• **Work item**
Each line from the one containing "the shrub, place" to the end of the records below should be restated word for word; please leave out all other lines.

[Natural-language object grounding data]
━━━━
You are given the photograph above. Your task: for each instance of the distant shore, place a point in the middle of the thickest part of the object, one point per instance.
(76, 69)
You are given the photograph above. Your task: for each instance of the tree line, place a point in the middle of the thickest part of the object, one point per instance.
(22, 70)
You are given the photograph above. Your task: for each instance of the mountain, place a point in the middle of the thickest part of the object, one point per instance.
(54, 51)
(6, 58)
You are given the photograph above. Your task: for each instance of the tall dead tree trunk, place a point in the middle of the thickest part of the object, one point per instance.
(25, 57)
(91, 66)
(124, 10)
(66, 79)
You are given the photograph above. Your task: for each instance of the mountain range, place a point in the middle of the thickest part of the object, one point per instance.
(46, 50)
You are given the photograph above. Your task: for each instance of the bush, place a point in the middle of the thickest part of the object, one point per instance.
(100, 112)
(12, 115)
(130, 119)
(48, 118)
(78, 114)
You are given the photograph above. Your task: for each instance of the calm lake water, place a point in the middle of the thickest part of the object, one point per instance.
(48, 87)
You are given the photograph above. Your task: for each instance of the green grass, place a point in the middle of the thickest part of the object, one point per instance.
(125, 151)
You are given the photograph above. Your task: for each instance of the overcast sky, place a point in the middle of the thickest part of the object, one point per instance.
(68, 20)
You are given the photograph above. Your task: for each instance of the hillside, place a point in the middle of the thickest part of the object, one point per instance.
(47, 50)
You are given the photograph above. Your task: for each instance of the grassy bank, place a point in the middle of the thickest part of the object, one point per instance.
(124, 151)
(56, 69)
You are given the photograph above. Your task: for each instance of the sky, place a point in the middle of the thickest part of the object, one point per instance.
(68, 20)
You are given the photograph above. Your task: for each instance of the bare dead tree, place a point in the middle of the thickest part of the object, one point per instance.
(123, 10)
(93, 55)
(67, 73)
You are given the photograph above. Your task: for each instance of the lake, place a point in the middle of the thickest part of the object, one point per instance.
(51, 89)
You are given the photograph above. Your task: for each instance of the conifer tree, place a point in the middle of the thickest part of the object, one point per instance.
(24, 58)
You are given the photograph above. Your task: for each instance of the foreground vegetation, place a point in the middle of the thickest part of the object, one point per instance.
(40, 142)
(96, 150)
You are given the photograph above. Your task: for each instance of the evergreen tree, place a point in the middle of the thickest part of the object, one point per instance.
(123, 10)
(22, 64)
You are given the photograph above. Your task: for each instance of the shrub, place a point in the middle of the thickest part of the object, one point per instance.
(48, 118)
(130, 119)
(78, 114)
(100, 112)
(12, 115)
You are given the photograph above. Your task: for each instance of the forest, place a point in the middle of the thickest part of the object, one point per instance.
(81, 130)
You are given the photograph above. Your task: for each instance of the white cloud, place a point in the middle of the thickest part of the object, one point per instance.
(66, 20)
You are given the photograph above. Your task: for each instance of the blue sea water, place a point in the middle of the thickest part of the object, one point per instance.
━━━━
• **Response for this exercise**
You are given the photograph above. Your task: for each instance of the shrub, place a point in the middle of the thickest part of the object, one point per instance.
(48, 118)
(130, 119)
(78, 114)
(100, 112)
(12, 115)
You are given the photograph above. Your task: for each instance of the forest, place a point in the middle of the thickest part of the object, one point per instance.
(81, 130)
You are given the photograph above. Your task: for each instance of the white cloud, place a point in the middle of the thickest part of the object, one point per instance.
(66, 20)
You are given the photograph above. Your task: for each instance of the blue sea water, place a point in the middle of the thickest part of the object, one point per instance.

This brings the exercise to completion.